# [EXTRACT]

Effects on the Market

Futures and options contracts, unlike a stock, have an expiration date. Large bets have been placed in the futures markets, and triple witching is when those traders will have to decide if they will roll their futures contracts over and maintain a position in a non-expired contract, or close their futures position, which could be buying or selling, depending on the direction of their original trade. 

Options traders also find out if their options expire in or out of the money. On such days, traders with large positions in these contracts may be financially incentivized to try to temporarily push the underlying market in a certain direction to affect the value of their contracts. The expiration forces traders to act by a certain day, causing trading volume in affected markets to rise. 

Triple or quadruple witching is often said to cause volatility in the underlying markets, and in the expiring contracts themselves, both during the week preceding, and on the expiration day. In some cases, this may be true, but triple witching can also be a rather calm event, with lower volatility and a statistical bias to the upside (at lease for S&P 500 futures) during the week of and on triple witching.

What to Watch For

Because of the increased volume, the chance of some abnormal price moves—and a statistical bias which may cause some day trading strategies not to work (which work during non-triple witching weeks/days)—some day traders recommend caution, and others recommend not trading at all. How an individual day trader chooses to handle triple witching will depend on their trading style, trading strategies, and level of trading experience. New traders will want to be more cautious in the days leading up to and on Triple Witching Friday.

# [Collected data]
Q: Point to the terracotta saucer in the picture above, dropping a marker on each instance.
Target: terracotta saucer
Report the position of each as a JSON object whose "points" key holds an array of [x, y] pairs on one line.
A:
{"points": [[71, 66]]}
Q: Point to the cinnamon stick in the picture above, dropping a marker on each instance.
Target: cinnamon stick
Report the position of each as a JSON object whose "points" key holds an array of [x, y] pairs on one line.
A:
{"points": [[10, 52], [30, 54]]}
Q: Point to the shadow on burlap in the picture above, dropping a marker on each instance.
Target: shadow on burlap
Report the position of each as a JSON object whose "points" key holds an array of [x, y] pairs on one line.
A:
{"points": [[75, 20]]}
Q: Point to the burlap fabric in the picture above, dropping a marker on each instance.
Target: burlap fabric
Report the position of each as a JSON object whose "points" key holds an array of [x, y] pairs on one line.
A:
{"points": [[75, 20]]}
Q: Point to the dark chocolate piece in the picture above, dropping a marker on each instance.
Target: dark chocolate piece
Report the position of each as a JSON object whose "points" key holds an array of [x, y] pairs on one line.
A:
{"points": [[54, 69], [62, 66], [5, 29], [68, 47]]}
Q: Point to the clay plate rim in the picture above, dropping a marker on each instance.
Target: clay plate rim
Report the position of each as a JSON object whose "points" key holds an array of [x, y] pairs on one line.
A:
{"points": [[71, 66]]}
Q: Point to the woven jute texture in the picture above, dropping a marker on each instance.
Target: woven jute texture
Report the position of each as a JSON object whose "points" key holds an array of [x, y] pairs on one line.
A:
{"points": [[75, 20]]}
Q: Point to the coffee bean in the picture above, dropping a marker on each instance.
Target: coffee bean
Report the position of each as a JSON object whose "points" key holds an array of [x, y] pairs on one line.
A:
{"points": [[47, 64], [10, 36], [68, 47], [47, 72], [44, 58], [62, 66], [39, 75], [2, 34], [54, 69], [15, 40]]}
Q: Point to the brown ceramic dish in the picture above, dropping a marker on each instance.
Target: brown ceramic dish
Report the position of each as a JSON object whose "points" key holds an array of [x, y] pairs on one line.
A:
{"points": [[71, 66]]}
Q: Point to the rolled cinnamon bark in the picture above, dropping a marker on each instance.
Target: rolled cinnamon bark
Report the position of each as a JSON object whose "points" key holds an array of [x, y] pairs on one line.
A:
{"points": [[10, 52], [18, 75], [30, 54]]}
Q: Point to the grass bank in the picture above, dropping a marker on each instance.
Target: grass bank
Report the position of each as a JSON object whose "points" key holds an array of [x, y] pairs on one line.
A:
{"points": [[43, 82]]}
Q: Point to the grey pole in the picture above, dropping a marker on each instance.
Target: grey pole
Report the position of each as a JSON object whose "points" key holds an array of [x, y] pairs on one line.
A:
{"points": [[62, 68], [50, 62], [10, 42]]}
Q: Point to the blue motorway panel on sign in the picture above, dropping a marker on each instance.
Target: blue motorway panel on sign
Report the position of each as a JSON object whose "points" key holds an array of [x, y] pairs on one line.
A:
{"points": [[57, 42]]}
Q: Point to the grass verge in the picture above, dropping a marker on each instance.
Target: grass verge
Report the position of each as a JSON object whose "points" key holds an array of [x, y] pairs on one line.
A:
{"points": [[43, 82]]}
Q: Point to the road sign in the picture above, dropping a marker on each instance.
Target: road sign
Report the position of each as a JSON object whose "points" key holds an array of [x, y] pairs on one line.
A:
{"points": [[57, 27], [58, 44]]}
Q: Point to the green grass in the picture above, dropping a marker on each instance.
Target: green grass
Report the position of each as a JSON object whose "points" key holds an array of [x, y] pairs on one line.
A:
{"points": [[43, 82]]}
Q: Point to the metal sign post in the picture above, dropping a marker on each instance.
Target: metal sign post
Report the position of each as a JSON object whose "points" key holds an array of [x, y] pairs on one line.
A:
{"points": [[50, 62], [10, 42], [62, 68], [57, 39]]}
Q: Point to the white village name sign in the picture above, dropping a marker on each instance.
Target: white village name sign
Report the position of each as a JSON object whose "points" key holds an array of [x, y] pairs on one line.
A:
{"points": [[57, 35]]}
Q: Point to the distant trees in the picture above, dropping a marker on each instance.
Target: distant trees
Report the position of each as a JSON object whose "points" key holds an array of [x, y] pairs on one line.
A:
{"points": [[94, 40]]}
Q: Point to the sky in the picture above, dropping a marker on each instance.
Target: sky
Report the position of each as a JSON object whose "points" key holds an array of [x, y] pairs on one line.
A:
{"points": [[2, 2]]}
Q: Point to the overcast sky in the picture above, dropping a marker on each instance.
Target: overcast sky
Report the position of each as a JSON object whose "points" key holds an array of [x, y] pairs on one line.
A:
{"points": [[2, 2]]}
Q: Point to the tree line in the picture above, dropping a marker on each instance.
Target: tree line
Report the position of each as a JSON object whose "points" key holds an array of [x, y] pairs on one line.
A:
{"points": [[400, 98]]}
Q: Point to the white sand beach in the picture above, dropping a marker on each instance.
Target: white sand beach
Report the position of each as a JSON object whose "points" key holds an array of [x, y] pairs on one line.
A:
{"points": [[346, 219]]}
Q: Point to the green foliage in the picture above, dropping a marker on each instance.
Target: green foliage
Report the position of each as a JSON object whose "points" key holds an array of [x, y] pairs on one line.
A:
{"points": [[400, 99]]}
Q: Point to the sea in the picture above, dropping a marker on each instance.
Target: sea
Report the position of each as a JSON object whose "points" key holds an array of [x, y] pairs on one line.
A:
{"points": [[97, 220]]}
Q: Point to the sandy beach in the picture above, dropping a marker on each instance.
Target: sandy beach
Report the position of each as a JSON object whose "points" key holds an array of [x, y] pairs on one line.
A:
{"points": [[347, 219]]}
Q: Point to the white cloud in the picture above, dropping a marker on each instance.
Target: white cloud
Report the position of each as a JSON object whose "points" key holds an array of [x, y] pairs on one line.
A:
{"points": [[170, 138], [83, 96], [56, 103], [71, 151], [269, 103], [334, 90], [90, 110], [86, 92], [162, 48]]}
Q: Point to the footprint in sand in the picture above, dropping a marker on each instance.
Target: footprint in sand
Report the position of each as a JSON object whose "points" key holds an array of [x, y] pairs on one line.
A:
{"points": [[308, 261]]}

# [TASKS TO PERFORM]
a - In the passage on triple witching, why does trading volume rise in the affected markets?
b - Pick up the triple witching passage after its last sentence and keep writing.

# [RESULTS]
a - The contracts' expiration forces traders to act by a certain day. Futures traders must either roll their contracts over into a non-expired contract or close their positions. Options traders find out whether their options expire in or out of the money.

b -
If a day trader opts to trade during these weeks, measures should be taken to ensure the strategy being used works in such an environment, or a new strategy can be constructed specifically for this week. Swing traders and investors are unlikely to be significantly affected by the event, but swing traders may wish to take note of any statistical biases present during the week of triple witching.

The Bottom Line

Triple and quadruple witching does not include all of the stock index futures and options contracts, so even though they are the most talked-about expiration events, they are not the only expiration days. Short-term traders should adapt their strategies to these conditions, avoid trading, or reduce their position size if they notice their performance deteriorates during this time.